EXERCISE MATERIALS:
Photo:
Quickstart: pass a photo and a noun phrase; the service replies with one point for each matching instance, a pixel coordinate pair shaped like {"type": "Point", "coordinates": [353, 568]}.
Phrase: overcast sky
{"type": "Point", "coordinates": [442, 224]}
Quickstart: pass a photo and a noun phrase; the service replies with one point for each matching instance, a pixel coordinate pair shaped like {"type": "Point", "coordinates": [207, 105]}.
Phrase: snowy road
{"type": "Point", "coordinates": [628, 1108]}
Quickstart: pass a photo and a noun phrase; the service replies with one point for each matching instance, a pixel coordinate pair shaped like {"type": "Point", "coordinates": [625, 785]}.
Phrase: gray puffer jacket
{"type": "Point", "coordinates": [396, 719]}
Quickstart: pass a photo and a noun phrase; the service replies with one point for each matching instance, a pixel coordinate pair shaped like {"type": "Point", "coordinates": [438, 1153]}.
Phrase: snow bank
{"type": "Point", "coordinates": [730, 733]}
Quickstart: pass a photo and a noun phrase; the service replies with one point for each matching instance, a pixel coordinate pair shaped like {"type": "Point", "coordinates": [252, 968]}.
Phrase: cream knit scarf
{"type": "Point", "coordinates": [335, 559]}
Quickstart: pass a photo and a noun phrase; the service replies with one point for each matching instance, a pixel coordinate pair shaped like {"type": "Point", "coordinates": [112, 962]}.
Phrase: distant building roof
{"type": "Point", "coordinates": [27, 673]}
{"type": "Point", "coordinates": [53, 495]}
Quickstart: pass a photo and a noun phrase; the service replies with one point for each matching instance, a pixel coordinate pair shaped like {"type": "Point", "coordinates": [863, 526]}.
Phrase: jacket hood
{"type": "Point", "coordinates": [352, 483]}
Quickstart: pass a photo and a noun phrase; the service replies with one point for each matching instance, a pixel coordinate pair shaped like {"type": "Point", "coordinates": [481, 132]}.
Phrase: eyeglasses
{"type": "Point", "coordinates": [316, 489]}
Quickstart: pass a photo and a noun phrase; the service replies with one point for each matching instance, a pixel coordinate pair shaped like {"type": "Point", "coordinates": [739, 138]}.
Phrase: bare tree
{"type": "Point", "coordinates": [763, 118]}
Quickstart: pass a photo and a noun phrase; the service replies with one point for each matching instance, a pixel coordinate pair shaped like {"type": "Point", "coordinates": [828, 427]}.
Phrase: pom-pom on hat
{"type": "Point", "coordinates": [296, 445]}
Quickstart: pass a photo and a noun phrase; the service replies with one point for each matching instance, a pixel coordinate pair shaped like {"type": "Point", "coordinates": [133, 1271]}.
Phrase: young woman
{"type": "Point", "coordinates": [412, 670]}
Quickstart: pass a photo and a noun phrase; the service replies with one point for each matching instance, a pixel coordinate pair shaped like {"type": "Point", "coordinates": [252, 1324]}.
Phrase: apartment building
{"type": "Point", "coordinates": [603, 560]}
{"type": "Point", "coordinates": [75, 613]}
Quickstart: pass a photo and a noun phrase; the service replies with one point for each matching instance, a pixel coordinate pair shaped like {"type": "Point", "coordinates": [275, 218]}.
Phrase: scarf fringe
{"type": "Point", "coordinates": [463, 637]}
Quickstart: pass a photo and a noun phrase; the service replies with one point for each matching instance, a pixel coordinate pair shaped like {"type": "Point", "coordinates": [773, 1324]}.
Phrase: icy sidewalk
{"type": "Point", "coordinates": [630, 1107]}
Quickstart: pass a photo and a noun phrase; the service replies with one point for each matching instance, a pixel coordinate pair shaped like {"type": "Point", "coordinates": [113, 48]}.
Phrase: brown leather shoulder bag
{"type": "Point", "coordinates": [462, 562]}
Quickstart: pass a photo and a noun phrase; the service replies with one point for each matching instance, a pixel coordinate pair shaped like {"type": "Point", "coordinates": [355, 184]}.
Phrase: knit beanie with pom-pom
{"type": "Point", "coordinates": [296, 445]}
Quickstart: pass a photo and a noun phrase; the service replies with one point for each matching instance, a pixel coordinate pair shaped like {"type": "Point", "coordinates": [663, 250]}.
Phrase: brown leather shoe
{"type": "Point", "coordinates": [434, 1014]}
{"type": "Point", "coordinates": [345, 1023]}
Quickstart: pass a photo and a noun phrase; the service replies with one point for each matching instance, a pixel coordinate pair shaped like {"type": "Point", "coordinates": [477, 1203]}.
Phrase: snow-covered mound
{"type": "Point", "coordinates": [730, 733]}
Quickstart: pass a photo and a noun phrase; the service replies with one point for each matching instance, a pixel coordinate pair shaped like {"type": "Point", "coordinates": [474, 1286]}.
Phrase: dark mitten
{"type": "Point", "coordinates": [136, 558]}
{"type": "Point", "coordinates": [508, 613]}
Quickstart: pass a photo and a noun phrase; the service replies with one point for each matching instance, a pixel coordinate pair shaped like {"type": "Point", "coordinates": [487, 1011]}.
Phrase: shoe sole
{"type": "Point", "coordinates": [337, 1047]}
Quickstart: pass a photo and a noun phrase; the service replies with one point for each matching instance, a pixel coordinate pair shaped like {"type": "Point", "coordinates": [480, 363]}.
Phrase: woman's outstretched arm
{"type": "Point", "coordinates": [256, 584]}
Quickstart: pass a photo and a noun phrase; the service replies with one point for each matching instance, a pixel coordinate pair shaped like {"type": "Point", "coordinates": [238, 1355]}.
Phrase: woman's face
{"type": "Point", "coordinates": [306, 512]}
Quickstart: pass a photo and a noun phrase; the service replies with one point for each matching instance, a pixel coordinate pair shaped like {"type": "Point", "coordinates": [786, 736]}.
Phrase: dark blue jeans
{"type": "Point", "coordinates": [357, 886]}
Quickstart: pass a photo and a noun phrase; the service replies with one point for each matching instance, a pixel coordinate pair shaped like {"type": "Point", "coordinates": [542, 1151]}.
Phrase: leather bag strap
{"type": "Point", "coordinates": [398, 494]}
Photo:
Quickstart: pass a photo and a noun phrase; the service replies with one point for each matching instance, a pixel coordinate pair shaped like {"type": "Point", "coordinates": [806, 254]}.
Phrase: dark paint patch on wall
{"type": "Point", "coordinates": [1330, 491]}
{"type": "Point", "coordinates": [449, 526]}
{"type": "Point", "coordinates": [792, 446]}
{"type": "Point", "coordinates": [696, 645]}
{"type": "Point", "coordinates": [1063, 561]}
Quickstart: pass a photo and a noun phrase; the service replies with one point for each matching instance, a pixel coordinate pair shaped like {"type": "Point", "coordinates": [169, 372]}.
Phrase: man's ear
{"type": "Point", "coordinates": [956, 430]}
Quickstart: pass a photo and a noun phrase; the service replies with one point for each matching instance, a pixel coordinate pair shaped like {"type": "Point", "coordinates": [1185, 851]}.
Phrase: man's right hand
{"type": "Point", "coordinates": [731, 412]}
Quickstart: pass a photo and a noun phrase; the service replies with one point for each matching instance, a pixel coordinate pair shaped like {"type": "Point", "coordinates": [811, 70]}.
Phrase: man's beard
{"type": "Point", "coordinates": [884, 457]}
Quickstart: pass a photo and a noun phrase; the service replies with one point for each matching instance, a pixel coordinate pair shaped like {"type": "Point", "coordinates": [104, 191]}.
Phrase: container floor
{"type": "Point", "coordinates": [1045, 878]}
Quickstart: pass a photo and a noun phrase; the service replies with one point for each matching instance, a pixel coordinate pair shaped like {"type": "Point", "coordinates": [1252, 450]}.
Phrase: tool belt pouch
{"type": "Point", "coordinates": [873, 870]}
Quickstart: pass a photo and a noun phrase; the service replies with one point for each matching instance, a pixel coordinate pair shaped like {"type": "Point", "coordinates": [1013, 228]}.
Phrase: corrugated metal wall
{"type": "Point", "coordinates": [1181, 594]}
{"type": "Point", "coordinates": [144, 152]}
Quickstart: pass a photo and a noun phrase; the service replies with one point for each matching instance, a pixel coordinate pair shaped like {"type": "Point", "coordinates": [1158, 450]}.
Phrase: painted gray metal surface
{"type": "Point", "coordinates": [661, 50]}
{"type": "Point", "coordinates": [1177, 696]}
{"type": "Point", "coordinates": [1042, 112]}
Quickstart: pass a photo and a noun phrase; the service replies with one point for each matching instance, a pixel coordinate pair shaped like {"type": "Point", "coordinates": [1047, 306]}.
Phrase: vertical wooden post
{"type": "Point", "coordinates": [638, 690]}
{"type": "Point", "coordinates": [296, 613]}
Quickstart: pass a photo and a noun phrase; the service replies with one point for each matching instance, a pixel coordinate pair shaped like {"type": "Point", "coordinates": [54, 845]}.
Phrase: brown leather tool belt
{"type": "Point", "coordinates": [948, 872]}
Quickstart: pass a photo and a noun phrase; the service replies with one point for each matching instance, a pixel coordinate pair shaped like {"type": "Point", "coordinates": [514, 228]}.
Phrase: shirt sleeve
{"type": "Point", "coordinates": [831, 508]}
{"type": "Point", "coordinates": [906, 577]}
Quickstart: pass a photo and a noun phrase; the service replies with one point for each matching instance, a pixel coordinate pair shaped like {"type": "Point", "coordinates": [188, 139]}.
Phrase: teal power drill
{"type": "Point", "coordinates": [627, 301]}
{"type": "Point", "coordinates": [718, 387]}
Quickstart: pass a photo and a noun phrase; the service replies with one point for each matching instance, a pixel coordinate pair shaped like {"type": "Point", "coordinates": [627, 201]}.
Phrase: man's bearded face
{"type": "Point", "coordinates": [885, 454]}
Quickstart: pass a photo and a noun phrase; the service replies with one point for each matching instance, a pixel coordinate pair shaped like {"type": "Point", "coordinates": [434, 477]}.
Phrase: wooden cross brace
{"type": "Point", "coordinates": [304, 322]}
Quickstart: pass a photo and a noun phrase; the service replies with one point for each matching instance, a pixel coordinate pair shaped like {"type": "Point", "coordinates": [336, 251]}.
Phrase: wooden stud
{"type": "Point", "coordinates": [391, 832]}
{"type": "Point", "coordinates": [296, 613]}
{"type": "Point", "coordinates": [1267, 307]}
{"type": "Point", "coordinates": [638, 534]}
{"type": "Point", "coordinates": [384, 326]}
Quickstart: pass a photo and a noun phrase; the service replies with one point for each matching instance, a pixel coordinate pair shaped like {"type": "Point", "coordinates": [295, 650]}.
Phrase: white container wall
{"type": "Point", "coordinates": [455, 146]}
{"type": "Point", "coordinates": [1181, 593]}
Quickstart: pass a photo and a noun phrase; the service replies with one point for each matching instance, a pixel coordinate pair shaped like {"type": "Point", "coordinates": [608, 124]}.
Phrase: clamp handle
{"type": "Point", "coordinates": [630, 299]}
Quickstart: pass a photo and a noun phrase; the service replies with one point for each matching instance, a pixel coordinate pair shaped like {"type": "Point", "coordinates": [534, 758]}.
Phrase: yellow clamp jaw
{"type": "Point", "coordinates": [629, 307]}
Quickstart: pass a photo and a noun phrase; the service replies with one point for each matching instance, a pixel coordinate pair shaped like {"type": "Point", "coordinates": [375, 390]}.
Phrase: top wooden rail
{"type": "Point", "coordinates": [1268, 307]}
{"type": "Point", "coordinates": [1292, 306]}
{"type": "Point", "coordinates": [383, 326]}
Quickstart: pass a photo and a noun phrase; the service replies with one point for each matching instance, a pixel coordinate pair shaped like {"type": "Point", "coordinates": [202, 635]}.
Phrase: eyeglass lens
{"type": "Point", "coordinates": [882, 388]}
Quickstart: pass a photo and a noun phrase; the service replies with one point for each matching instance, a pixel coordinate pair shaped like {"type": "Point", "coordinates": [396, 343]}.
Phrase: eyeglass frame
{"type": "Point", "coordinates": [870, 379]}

WHAT THE TASK REQUIRES: How many lines in the material above contain the string "scarf"? Reply with the number alone.

FULL RESPONSE: 2